**PETUNJUK KERJA:**
Menurut artikel tentang Trent Alexander-Arnold di bawah, berapa assist yang dia cetak musim lalu di EPL?
─── TEKS HALAMAN
Menuju konten utama

Potensi Alexander-Arnold Menjadi Gelandang Sekelas Steven Gerrard

Trent Alexander-Arnold memang lebih sering diplot jadi bek kanan, tapi dia menyimpan potensi untuk jadi calon gelandang top seperti idolanya, Steven Gerrard.

Potensi Alexander-Arnold Menjadi Gelandang Sekelas Steven Gerrard
Pemain Liverpool, Trent Alexander-Arnold mengeksekusi tendangan bebas dalam pertandingan Liga Primer Inggris melawan Newcastle di stadion Anfield, Inggris, Sabtu, 14 September 2019. Rui Vieira/AP

tirto.id - Jamie Carragher, mantan pemain Liverpool yang kini jadi pandit di BT Sport, melontarkan komentar menarik sebelum pertandingan The Reds melawan Red Star Salzburg pekan lalu. Carragher menyebut fullback kanan Liverpool, Trent Alexander-Arnold punya potensi untuk menjadi seorang gelandang hebat di masa depan.

“Dia barangkali menyentuh bola lebih banyak ketimbang pemain lain [sebagai bek] karena strategi Klopp, tapi aku benar-benar bisa menyaksikan kualitasnya seandainya dipasang sebagai gelandang,” jelasnya.

Carragher punya dasar atas penilaiannya itu. Menurutnya, Arnold terbukti punya visi dan kemampuan mengumpan jempolan. Terbukti musim lalu dia jadi satu-satunya bek sepanjang sejarah EPL yang bisa mencetak 12 assist dalam satu musim.
──────
─── DATA YANG DITAMPILKAN
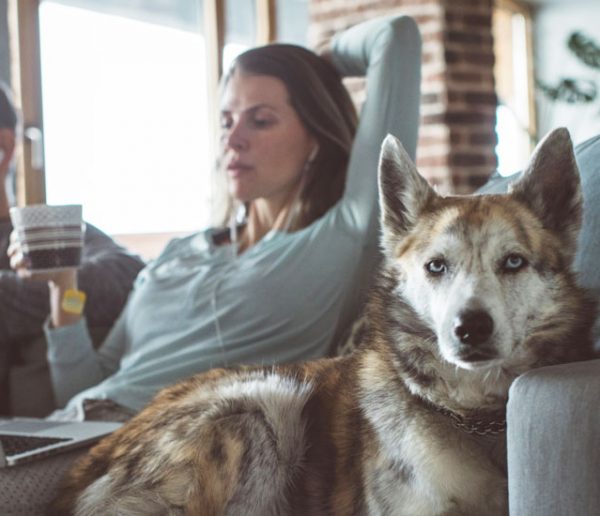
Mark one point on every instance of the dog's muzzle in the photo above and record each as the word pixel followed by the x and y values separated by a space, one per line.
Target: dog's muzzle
──────
**JAWABAN TUGAS:**
12 assist dalam satu musim, menjadikannya satu-satunya bek sepanjang sejarah EPL yang bisa melakukannya.